→ **Task requirements**
Repeat all of the material exactly as given.

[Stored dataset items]
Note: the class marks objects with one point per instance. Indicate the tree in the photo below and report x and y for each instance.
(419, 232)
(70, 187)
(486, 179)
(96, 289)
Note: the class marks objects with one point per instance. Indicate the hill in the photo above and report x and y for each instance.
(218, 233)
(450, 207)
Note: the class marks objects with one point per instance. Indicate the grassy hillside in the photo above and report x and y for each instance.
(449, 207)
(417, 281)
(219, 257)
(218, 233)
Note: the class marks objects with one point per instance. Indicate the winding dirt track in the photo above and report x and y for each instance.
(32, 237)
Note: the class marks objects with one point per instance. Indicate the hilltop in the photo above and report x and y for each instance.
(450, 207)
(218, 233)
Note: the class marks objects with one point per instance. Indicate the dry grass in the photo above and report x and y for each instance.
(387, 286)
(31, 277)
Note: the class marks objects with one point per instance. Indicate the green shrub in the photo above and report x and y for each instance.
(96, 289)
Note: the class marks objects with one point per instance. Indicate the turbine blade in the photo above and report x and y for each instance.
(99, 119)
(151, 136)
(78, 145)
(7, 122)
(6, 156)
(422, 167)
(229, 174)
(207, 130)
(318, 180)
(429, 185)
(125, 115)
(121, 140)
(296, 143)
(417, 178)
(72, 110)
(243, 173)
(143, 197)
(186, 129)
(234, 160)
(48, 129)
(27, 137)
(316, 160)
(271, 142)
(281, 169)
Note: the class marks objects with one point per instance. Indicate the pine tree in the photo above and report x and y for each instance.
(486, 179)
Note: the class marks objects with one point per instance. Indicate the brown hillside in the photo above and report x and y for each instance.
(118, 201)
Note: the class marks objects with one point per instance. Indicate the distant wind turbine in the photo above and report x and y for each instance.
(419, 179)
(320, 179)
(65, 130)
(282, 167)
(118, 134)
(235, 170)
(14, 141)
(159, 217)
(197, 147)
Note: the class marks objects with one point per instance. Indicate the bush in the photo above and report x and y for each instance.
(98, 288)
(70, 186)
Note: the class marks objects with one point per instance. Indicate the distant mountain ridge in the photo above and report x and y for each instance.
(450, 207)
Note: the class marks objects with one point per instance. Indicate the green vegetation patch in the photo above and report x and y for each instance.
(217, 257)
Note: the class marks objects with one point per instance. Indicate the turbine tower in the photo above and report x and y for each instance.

→ **Finished task**
Note: the class marks objects with one point per instance. Indicate the tree in the photo below and report x and y for each instance.
(419, 232)
(70, 187)
(486, 179)
(96, 289)
Note: the class marks objects with one point per instance. Indicate the hill in the photo above and report x and y for each instance.
(218, 233)
(450, 207)
Note: the class marks objects with one point per instance. Indicate the grassy hillside in the photo above and report x and y for each instance.
(449, 207)
(417, 281)
(219, 257)
(218, 233)
Note: the class marks objects with one point per instance. Indicate the winding dirt track in the photo above and report x and y for each instance.
(32, 237)
Note: the class marks objects with one point per instance. Indicate the hilltop in the photo above and report x and y for each instance.
(450, 207)
(218, 233)
Note: the class marks objects with one point per instance. Indicate the dry grass in the photo above and report x and y for each instance.
(387, 286)
(31, 277)
Note: the class marks objects with one point per instance. Indicate the green shrub in the photo above and report x and y for each instance.
(96, 289)
Note: the class marks objects with one point per instance. Indicate the turbine blade in the photo above and report x and y for each instance.
(99, 119)
(151, 136)
(78, 145)
(7, 122)
(6, 156)
(422, 167)
(229, 174)
(207, 130)
(318, 180)
(429, 185)
(125, 115)
(121, 140)
(296, 143)
(417, 178)
(72, 110)
(243, 173)
(143, 197)
(186, 129)
(234, 160)
(48, 129)
(27, 137)
(316, 160)
(271, 142)
(281, 169)
Note: the class marks objects with one point per instance. Indicate the pine tree in the photo above and report x and y for each instance.
(486, 179)
Note: the class marks objects with one point per instance. Indicate the brown hillside in the photo above and report x and y for each instance.
(118, 201)
Note: the class marks objects with one point per instance. Indicate the distant wind turbine in the photo above and report x and y for each instance.
(419, 179)
(320, 179)
(65, 130)
(282, 167)
(118, 134)
(235, 170)
(14, 141)
(159, 217)
(197, 147)
Note: the class marks objects with one point per instance. Indicate the bush in the photo above and report x and y for each instance.
(98, 288)
(70, 186)
Note: the class marks objects with one point per instance. Indicate the distant mountain ridge in the photo above and report x and y for each instance.
(450, 207)
Note: the class marks objects with one point per instance. Indicate the green vegetation patch in the photo above and report x and y for each instance.
(217, 257)
Note: the class marks objects with one point per instance. Indicate the turbine tower in the photo above and report x and y for each instance.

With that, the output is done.